start EXERCISE DATA

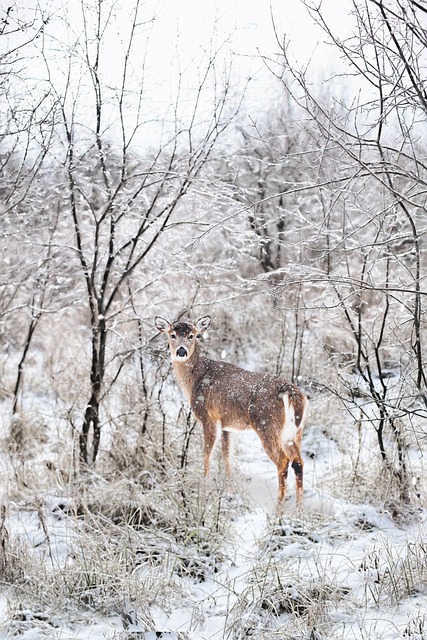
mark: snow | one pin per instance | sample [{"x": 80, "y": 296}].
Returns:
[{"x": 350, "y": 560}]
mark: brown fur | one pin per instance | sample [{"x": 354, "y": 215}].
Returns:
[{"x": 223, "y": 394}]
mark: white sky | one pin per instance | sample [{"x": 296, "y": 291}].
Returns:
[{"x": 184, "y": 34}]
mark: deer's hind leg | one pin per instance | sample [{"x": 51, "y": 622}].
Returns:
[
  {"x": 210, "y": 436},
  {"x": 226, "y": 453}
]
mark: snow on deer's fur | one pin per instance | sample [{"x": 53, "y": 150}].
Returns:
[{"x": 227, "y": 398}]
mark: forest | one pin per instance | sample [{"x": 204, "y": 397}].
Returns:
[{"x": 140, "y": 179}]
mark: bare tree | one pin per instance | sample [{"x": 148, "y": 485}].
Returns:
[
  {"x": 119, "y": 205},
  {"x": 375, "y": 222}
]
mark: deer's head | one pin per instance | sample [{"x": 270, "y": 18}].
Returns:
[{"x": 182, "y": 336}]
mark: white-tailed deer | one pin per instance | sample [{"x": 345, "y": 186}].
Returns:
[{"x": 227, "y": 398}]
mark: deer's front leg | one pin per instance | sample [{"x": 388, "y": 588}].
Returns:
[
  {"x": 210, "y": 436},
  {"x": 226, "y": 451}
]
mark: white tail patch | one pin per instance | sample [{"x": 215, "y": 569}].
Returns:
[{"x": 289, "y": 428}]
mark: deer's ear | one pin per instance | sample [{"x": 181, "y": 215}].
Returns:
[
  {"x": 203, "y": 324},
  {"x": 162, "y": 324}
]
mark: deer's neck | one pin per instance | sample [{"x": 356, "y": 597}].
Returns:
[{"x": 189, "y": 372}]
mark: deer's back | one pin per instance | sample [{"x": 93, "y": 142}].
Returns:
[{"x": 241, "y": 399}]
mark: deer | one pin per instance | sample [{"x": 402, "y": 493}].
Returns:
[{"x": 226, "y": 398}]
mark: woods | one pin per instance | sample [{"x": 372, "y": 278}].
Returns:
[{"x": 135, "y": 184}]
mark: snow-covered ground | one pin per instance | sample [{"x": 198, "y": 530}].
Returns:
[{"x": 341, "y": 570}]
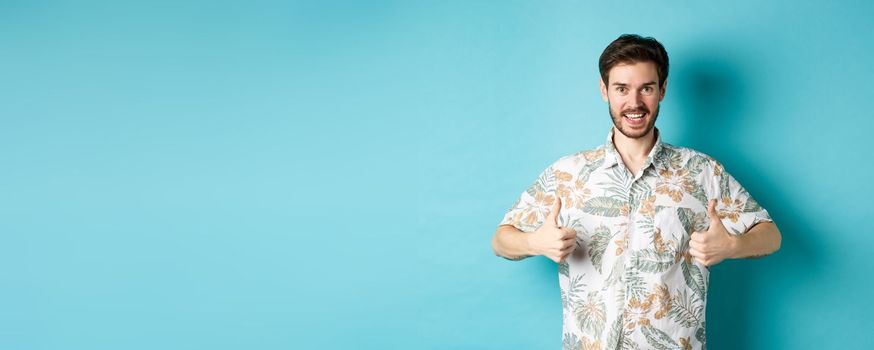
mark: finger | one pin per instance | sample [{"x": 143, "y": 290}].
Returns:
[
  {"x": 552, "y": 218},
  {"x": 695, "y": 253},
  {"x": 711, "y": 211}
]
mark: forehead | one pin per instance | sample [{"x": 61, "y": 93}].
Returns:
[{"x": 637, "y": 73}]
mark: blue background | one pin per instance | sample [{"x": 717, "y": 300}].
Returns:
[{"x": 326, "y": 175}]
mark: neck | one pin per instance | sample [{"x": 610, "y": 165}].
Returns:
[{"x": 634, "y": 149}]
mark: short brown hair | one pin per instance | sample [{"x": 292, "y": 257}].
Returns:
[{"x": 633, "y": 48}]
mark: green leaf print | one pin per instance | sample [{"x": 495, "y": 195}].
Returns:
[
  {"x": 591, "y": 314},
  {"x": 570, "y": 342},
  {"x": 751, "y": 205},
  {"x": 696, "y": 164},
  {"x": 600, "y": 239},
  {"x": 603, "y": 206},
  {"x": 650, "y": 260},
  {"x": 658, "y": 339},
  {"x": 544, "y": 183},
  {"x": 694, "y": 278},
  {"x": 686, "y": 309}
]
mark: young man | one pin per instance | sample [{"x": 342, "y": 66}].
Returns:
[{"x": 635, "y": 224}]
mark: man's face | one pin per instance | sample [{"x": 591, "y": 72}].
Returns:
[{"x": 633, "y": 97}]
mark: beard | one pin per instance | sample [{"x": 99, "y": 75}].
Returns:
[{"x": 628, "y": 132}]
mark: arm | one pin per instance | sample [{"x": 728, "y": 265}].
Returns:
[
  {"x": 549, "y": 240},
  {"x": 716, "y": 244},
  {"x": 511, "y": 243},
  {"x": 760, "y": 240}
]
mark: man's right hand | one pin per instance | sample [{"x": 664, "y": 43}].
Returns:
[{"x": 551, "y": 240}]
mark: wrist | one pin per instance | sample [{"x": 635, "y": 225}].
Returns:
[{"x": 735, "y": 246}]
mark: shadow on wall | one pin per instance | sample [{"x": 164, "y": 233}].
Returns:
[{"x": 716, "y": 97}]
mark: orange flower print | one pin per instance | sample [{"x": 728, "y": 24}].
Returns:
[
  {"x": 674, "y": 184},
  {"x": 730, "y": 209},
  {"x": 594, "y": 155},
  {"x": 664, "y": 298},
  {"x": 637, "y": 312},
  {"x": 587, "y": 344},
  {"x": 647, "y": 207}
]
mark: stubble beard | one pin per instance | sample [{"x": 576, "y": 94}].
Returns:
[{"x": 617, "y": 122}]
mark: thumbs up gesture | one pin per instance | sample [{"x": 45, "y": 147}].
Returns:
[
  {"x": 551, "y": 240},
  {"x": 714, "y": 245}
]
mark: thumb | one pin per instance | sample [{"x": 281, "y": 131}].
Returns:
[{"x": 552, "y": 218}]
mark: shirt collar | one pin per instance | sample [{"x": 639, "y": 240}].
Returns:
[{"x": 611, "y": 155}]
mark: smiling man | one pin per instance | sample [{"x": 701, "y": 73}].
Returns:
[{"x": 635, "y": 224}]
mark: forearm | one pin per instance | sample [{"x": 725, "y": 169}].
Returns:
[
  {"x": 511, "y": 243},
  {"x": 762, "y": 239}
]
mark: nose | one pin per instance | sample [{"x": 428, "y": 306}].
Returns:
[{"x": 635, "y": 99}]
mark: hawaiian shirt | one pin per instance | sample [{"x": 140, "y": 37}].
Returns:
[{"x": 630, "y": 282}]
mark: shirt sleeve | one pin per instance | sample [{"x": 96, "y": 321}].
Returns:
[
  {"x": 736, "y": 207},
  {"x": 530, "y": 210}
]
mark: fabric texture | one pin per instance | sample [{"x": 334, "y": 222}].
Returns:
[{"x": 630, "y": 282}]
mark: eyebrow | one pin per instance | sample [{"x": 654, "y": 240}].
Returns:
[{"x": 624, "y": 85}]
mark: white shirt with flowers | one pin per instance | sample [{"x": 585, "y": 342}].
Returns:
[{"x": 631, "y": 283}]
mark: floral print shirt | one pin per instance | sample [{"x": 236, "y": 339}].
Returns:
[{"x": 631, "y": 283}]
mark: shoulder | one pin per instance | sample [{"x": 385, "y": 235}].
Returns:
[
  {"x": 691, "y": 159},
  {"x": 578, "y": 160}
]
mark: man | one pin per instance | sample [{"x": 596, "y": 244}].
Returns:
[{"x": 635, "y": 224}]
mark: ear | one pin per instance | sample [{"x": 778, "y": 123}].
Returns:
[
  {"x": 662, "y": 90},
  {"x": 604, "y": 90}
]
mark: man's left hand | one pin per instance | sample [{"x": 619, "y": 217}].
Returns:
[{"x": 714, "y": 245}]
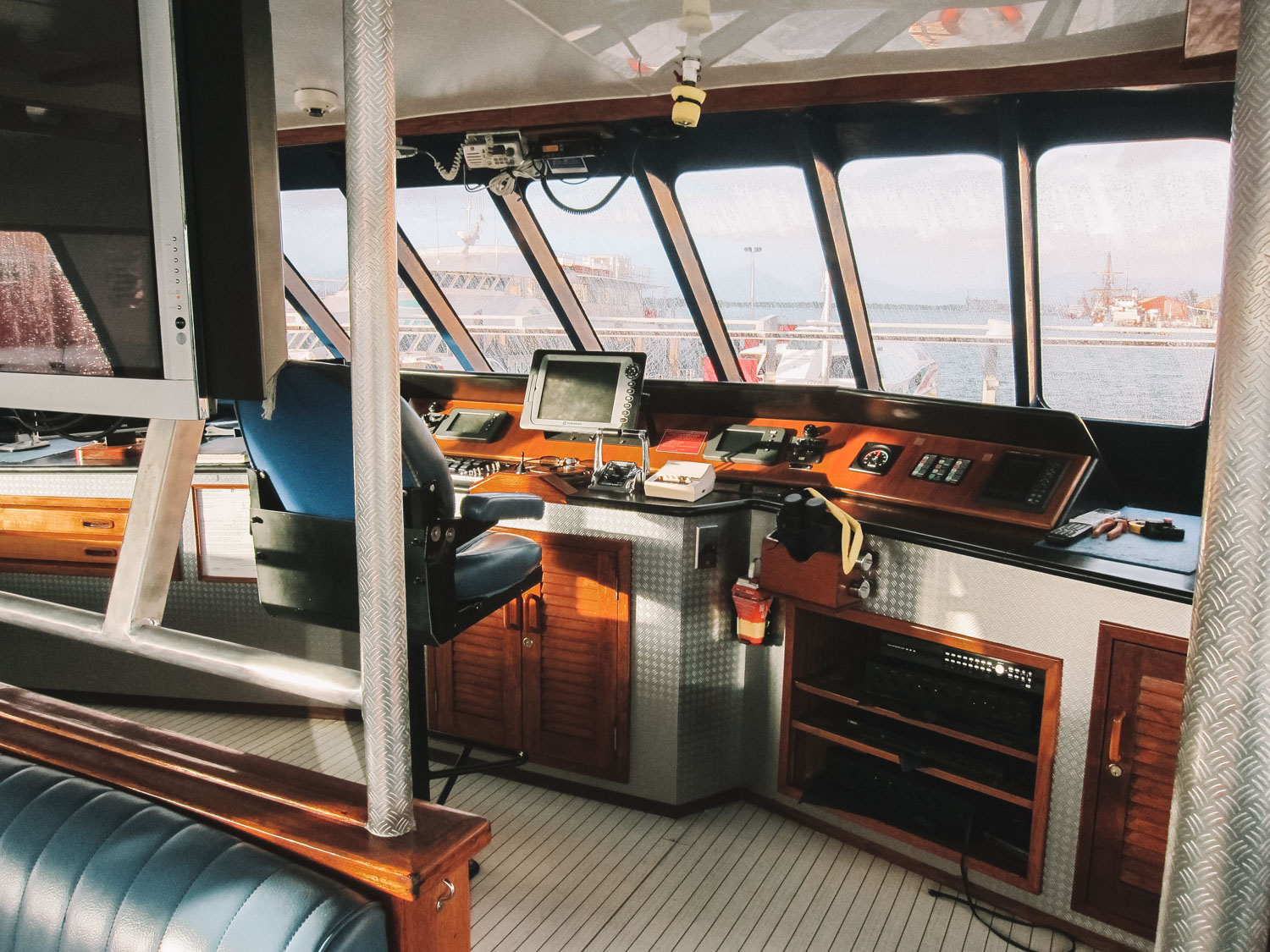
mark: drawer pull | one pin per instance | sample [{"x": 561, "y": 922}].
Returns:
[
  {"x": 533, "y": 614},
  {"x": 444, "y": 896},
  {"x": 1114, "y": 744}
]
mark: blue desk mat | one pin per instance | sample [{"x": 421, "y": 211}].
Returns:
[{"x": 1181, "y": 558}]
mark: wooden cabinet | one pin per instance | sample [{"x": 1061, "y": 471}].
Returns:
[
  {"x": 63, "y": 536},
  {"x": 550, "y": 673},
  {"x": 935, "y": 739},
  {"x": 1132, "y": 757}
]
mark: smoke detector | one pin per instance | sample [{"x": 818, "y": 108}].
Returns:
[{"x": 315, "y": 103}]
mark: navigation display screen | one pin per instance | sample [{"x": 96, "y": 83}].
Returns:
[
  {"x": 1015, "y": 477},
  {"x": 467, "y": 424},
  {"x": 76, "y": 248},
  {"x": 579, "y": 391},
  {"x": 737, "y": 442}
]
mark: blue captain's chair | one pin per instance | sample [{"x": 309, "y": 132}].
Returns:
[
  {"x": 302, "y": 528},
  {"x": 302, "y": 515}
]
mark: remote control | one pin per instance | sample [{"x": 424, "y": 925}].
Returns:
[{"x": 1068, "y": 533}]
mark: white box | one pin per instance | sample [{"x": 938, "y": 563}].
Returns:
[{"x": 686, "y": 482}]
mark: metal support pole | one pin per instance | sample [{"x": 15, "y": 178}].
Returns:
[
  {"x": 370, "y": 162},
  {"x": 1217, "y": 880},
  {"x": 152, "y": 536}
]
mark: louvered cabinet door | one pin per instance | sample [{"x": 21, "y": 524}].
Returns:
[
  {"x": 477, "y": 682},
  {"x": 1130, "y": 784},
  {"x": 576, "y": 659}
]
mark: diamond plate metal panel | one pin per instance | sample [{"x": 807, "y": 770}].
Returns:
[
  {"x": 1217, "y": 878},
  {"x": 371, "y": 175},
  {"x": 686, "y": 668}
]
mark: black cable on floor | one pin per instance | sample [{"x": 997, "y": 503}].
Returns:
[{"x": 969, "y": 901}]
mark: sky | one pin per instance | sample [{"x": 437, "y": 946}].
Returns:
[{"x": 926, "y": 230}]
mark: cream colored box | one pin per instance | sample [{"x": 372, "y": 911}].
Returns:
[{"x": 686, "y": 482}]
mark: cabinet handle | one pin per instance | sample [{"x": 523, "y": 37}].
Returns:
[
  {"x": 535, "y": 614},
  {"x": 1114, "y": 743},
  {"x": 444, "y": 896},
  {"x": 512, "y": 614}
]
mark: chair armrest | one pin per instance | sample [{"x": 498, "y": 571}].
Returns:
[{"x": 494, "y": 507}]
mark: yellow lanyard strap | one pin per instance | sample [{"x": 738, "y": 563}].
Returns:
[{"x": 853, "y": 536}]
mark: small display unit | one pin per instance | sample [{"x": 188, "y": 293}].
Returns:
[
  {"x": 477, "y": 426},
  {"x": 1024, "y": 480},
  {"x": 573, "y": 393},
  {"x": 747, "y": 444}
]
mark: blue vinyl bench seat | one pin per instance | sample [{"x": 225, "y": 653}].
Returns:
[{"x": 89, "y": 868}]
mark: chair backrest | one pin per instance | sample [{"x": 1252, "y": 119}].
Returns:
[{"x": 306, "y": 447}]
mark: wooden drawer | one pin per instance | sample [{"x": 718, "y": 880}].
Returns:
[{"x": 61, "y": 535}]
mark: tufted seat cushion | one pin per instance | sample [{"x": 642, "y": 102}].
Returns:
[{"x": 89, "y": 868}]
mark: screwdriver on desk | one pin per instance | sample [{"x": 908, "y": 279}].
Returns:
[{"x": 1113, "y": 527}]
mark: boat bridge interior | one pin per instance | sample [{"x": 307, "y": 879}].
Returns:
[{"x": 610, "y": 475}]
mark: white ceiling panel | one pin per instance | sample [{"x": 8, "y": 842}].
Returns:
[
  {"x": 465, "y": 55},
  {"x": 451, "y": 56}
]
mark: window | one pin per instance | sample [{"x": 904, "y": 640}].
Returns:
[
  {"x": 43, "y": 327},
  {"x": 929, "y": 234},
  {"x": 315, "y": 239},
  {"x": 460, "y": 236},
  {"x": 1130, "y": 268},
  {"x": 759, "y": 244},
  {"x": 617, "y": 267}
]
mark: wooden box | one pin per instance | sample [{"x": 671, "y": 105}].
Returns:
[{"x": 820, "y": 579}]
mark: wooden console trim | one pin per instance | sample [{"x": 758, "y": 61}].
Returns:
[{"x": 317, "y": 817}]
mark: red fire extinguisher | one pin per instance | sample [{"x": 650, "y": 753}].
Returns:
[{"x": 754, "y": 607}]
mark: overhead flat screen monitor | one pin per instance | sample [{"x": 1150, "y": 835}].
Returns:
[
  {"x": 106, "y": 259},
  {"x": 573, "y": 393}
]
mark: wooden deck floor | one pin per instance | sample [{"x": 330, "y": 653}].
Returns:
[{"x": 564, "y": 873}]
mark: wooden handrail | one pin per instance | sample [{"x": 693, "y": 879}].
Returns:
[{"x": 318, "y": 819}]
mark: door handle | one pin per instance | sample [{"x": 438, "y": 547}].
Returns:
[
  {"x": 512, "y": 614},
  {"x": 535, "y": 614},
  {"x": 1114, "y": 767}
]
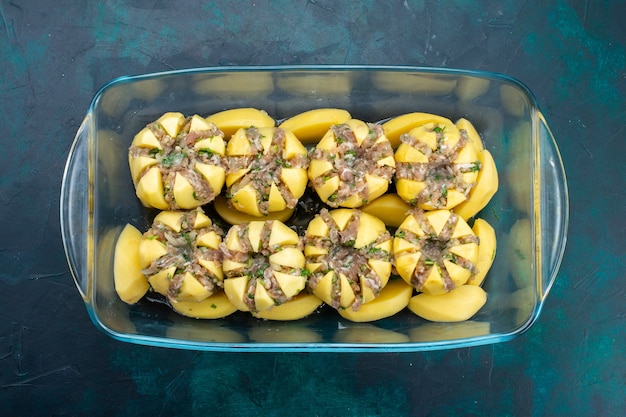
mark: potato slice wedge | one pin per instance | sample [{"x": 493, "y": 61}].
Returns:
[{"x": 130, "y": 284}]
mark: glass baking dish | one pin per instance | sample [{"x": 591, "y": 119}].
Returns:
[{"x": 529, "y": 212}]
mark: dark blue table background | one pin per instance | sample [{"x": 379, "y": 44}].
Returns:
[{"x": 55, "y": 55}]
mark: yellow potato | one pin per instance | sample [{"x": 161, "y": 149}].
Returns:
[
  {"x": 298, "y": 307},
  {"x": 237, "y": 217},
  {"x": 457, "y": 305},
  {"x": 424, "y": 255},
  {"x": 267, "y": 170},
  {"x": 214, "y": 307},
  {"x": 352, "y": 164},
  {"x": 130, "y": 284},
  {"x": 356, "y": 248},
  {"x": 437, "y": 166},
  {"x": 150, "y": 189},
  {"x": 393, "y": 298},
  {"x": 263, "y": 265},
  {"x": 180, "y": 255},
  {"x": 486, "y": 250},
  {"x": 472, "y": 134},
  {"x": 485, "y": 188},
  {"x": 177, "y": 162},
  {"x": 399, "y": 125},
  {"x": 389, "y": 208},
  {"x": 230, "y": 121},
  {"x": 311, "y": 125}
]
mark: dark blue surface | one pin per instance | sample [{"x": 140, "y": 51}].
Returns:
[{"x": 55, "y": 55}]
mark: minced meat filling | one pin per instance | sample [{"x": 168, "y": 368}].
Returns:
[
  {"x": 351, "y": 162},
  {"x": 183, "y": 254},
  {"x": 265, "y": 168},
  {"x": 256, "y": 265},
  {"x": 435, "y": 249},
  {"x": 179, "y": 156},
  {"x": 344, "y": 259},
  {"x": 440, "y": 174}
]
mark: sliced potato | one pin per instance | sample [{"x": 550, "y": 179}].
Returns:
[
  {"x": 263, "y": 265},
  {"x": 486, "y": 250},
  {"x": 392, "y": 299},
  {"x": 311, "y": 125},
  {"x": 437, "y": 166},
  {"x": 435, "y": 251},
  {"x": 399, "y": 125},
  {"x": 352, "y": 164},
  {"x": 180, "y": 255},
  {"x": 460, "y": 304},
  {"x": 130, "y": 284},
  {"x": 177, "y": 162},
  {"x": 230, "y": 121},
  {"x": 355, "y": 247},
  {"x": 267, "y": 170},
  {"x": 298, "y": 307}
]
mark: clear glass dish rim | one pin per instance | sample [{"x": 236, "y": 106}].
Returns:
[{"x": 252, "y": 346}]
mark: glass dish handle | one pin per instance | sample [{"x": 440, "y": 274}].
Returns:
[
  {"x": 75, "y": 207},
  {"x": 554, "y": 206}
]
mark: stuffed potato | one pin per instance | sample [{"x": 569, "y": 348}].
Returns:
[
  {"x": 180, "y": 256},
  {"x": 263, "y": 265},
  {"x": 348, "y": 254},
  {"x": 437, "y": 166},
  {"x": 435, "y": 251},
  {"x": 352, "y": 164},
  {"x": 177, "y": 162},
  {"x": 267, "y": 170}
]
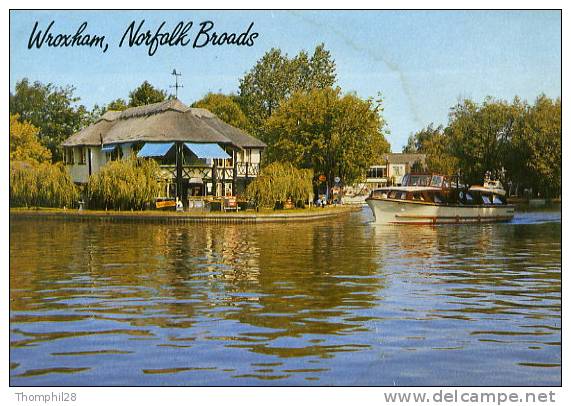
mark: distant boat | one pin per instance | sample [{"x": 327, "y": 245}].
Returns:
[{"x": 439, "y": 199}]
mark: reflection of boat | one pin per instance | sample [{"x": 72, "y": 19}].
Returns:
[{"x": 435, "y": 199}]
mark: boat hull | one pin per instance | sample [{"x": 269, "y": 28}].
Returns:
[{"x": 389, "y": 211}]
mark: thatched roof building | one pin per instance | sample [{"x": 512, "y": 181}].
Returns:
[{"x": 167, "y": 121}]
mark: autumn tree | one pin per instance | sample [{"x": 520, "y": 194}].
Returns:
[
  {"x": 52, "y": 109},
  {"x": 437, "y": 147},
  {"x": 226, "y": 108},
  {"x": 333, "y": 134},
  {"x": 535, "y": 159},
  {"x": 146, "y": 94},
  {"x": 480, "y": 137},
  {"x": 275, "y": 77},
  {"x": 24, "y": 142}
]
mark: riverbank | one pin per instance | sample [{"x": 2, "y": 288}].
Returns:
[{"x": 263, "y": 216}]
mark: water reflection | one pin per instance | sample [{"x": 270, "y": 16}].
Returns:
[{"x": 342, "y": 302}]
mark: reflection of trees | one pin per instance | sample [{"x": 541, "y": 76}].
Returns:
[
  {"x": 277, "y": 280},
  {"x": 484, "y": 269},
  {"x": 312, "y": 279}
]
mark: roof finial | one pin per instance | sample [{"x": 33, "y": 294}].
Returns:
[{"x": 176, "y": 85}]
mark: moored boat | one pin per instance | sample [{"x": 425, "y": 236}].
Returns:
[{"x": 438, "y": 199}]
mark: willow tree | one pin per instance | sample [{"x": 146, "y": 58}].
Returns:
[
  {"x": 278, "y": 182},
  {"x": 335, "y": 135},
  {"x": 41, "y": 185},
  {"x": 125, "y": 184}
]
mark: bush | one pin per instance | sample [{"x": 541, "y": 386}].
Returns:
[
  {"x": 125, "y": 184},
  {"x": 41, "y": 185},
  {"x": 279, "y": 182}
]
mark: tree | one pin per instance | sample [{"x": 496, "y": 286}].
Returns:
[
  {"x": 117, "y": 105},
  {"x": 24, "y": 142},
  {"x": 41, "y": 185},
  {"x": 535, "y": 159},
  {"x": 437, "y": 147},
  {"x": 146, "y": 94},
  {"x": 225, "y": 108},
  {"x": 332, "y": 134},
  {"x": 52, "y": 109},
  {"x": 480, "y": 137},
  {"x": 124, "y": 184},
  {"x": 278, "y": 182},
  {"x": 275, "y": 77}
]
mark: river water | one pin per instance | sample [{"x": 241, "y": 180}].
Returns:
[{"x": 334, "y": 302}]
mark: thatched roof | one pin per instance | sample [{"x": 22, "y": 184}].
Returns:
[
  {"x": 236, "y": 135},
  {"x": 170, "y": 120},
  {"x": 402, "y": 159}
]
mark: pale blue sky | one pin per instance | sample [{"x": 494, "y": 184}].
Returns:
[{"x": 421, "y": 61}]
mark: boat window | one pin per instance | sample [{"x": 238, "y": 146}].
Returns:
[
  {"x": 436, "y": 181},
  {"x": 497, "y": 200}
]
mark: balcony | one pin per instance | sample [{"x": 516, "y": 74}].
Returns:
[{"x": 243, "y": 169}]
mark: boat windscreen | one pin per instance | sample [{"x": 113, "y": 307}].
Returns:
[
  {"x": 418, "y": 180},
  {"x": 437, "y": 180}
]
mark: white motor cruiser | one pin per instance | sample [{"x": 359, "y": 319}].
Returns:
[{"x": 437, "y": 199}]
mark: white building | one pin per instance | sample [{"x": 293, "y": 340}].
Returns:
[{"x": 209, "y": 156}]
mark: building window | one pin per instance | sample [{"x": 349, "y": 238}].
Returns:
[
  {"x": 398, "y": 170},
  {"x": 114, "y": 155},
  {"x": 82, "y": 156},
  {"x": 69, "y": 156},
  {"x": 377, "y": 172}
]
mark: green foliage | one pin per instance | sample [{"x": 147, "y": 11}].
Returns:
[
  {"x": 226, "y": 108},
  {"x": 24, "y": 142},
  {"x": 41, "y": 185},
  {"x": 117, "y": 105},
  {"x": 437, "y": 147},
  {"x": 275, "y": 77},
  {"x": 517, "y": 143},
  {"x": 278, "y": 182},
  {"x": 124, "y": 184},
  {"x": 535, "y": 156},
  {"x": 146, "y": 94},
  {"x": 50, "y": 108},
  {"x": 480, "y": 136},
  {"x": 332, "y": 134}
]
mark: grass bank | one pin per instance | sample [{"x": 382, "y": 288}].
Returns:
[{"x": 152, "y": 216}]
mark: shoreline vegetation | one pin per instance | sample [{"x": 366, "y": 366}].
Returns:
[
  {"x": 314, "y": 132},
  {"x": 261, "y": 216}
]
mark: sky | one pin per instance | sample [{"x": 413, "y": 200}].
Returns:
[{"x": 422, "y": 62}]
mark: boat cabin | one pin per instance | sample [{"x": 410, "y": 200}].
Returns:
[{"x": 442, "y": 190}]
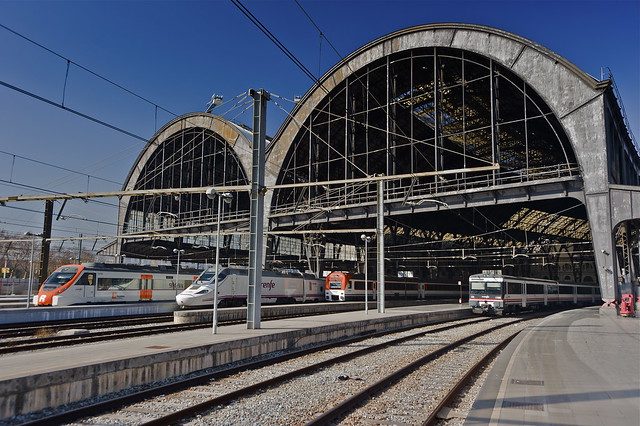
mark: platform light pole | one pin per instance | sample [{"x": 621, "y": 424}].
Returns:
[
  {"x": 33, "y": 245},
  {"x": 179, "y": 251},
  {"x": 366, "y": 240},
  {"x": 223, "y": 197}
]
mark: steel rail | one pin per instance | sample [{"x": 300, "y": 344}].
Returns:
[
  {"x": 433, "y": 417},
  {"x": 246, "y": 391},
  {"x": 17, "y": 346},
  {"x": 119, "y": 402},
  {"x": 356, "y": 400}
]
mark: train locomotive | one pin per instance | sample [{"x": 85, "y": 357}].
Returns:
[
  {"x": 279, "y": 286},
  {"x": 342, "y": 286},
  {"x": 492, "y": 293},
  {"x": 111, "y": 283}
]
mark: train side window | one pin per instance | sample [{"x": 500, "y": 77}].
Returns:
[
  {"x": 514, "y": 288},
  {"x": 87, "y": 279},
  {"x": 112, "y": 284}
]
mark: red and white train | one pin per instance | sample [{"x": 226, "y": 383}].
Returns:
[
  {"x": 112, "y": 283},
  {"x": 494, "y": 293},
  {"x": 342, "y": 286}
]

end EXERCISE DATA

EXERCISE:
Write out exactly the lines from the line holding "mark: grass bank" through the last line of the records above, inclusive, and nothing more. Leave out the pictures.

FINAL RESULT:
mark: grass bank | one pin per instance | sample [{"x": 382, "y": 288}].
Returns:
[{"x": 152, "y": 216}]
mark: shoreline vegetation | one pin per instance | sample [{"x": 366, "y": 366}].
Returns:
[
  {"x": 314, "y": 132},
  {"x": 261, "y": 216}
]
mark: sky | one pin per instance | sample [{"x": 413, "y": 200}].
Returns:
[{"x": 422, "y": 62}]
mark: boat cabin | one pin per instance | sample [{"x": 410, "y": 200}].
Returns:
[{"x": 442, "y": 190}]
mark: platform light pole | one pin per instance | sample [{"x": 621, "y": 424}].
Returns:
[
  {"x": 33, "y": 245},
  {"x": 179, "y": 251},
  {"x": 366, "y": 240},
  {"x": 223, "y": 197}
]
mark: steel rail | one pin per instance | sample [{"x": 300, "y": 344}].
Returns:
[
  {"x": 433, "y": 417},
  {"x": 246, "y": 391},
  {"x": 17, "y": 346},
  {"x": 119, "y": 402},
  {"x": 356, "y": 400}
]
mark: train locomotive | one pin per instance | sample [{"x": 85, "y": 357}].
Returns:
[
  {"x": 279, "y": 286},
  {"x": 342, "y": 286},
  {"x": 492, "y": 293},
  {"x": 111, "y": 283}
]
mark: train side window | one pin per instance | sample [{"x": 500, "y": 77}].
Returns:
[
  {"x": 514, "y": 288},
  {"x": 87, "y": 279},
  {"x": 112, "y": 284}
]
mark: red and white train | one pin per instance | sample [{"x": 226, "y": 383}].
Returns:
[
  {"x": 112, "y": 283},
  {"x": 494, "y": 293},
  {"x": 342, "y": 286}
]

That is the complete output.